Extrait du texte:
III. LA SOLUTION INTÉRIMAIRE POUR LE TRANSPORT AÉRIEN STRATÉGIQUE (SALIS)
Les Antonov An-124-100 russes et ukrainiens, capables de transporter des cargaisons hors gabarit, sont utilisés par l'OTAN comme solution intérimaire pour pallier les lacunes des moyens européens de transport aérien stratégique, en attendant la livraison des Airbus A400M. Ce projet a été baptisé SALIS ( Strategic Airlift Interim Solution ).
Outre l'Allemagne, pays pilote, quinze pays participent au consortium sur le transport aérien stratégique : Canada, Danemark, Espagne, France, Hongrie, Luxembourg, Norvège, Pays-Bas, Pologne, Portugal, République tchèque, Slovaquie, Slovénie, Suède et Turquie.
Cette initiative est le pendant d'une autre qui vise aussi à doter l'OTAN de capacités de transport aérien stratégique. Cette autre initiative est la Capacité de transport aérien stratégique (SAC), au titre de laquelle quinze pays membres de l'OTAN plus un pays partenaire ont ouvert des négociations contractuelles pour l'acquisition d'avions de transport Boeing C-17.
Le contrat, d'une durée de trois ans renouvelable, prévoit l'affrètement permanent de deux appareils Antonov An-124-100, de deux autres sur préavis de six jours, et de deux appareils supplémentaires sur préavis de neuf jours. Les pays concernés se sont engagés à utiliser les avions pour un minimum de 2.000 heures de vol par an.

Entrées brutes:

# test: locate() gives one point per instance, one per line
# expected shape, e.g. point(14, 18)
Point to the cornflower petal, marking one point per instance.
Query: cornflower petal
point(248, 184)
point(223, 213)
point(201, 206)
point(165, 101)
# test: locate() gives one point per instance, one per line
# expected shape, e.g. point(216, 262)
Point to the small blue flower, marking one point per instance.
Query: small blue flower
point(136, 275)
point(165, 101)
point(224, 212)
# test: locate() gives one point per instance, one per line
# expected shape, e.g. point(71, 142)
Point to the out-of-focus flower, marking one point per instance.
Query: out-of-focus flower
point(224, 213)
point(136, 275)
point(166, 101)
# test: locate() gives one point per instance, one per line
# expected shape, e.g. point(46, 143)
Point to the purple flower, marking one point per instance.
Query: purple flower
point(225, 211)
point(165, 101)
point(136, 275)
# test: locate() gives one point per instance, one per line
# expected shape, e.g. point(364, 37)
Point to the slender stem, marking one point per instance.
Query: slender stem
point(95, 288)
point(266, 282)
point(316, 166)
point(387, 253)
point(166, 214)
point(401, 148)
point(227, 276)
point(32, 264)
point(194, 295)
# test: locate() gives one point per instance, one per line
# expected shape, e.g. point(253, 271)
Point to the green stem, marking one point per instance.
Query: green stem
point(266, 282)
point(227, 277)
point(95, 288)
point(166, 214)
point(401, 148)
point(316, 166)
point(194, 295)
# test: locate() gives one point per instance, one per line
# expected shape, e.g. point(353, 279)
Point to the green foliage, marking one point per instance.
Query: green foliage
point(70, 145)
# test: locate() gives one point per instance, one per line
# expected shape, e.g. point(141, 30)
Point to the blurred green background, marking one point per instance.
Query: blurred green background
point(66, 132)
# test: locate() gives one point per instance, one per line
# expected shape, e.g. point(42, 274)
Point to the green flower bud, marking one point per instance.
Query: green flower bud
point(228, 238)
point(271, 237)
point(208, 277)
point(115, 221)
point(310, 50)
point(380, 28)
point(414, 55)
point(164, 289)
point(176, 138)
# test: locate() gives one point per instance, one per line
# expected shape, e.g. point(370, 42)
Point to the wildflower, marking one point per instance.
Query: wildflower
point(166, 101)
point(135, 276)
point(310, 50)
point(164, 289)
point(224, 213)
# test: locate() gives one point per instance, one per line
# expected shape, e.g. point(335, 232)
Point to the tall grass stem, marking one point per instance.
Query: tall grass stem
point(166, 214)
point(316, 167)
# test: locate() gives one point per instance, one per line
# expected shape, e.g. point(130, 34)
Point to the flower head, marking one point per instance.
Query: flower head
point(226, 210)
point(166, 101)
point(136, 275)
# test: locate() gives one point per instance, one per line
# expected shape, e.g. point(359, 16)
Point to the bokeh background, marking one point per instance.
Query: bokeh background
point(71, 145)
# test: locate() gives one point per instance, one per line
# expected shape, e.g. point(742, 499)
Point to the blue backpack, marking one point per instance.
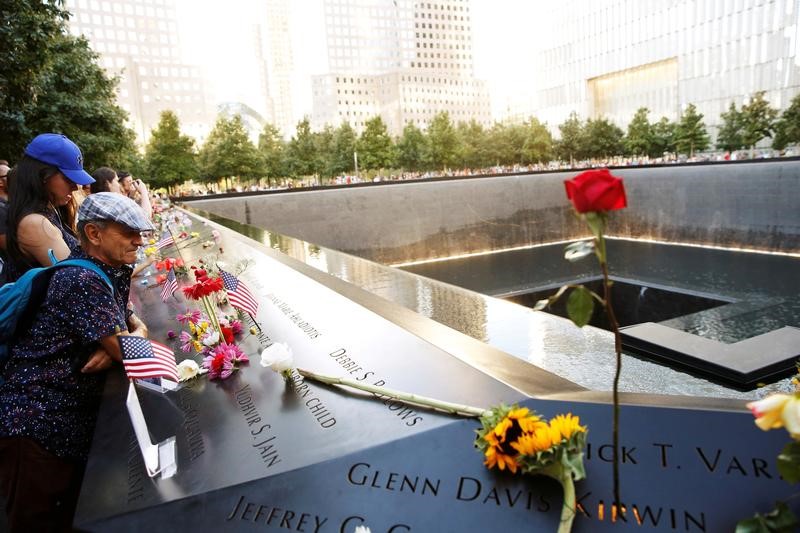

Consignes:
Dans l'extrait sur la solution SALIS, quelle est la durée prévue par le contrat d'affrètement des Antonov ?

Réponse rédigée:
Le contrat dure trois ans et il est renouvelable.